- WHAT YOU ARE ASKED TO DO:
Reproduce every line of the following records verbatim, changing nothing.

- Rows taken from a dataset:

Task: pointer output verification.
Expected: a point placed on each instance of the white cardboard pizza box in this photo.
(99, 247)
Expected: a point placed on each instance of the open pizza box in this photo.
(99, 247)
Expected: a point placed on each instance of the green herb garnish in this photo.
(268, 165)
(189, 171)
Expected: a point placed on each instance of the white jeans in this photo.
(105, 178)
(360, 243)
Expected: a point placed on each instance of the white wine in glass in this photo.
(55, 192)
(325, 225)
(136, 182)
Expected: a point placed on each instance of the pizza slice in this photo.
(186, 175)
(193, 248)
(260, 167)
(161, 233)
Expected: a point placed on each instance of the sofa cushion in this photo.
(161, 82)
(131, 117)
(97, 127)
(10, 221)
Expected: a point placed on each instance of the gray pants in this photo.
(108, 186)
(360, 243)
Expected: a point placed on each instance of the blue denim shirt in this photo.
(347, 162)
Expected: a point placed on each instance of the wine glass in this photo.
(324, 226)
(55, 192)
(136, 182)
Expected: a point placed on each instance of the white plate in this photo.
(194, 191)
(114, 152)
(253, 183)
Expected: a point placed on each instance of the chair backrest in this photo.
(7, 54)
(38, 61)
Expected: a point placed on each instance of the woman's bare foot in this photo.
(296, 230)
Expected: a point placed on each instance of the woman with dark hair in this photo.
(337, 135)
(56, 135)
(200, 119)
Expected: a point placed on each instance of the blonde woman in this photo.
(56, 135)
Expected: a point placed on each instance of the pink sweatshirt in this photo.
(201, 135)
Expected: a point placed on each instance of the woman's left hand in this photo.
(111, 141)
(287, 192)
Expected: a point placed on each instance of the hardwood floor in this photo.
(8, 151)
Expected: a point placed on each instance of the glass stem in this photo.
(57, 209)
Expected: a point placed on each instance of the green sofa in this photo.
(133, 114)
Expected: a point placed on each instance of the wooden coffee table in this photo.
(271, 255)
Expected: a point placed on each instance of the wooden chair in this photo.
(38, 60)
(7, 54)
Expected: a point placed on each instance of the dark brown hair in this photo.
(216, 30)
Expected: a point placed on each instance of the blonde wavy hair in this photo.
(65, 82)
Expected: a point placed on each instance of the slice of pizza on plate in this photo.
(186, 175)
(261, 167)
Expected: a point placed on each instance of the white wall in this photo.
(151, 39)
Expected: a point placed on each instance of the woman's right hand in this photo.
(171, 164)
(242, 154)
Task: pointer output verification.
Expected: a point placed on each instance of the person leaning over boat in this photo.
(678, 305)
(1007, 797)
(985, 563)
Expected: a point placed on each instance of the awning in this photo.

- THE ANSWER:
Task: pointer output verification.
Expected: a point placed on each instance of the white cardboard pizza box in this photo.
(99, 247)
Expected: a point placed on each instance of the open pizza box in this photo.
(99, 247)
Expected: a point placed on each instance of the green herb garnish in this photo.
(268, 165)
(189, 171)
Expected: a point placed on each instance of the white jeans in this photo.
(105, 178)
(360, 243)
Expected: a point placed on each instance of the white wine in glass in this photo.
(55, 192)
(325, 225)
(136, 182)
Expected: a point placed on each instance of the pizza slice in this photo.
(186, 175)
(193, 248)
(260, 167)
(161, 233)
Expected: a point placed on each instance of the sofa cushion in this photo.
(161, 82)
(131, 117)
(97, 127)
(10, 221)
Expected: a point placed on each instance of the gray pants in this photo.
(108, 186)
(360, 243)
Expected: a point placed on each instance of the blue denim shirt in this photo.
(347, 162)
Expected: a point placed on each instance of the wine glass in this photo.
(324, 226)
(55, 192)
(136, 182)
Expected: a point placed on each instance of the white plate in this photo.
(194, 191)
(114, 152)
(253, 183)
Expected: a point placed on each instance of the chair backrest in this photo.
(7, 54)
(38, 61)
Expected: a point placed on each instance of the woman's bare foot in this photo.
(296, 230)
Expected: a point placed on each instance of the woman with dark hair in this photo.
(337, 135)
(56, 135)
(200, 119)
Expected: a point placed on each instance of the blonde woman in this photo.
(56, 135)
Expected: a point placed on each instance of the pink sweatshirt in this photo.
(201, 135)
Expected: a point placed on each instance of the woman's left hand in this photo.
(111, 141)
(287, 192)
Expected: a point placed on each instance of the hardwood floor in this photo.
(8, 151)
Expected: a point placed on each instance of the glass stem in this photo.
(57, 209)
Expected: a point placed on each instance of the green sofa in this photo.
(133, 114)
Expected: a point placed on each instance of the wooden coffee table in this photo.
(271, 255)
Expected: a point placed on each instance of the wooden chair in this photo.
(38, 60)
(7, 54)
Expected: a point placed on each instance of the dark brown hair in this photo.
(216, 30)
Expected: a point placed on each instance of the blonde wavy hair in this photo.
(65, 82)
Expected: a point placed on each instance of the slice of pizza on plate in this photo.
(186, 175)
(261, 167)
Expected: a point placed on each instance of the white wall in this photo.
(151, 39)
Expected: a point placed on each instance of the woman's right hand in this photo.
(171, 164)
(242, 154)
Task: pointer output verification.
Expected: a point placed on each instance of the person leaning over boat in this photo.
(678, 305)
(1007, 797)
(985, 563)
Expected: a point placed on each instance of the awning in this photo.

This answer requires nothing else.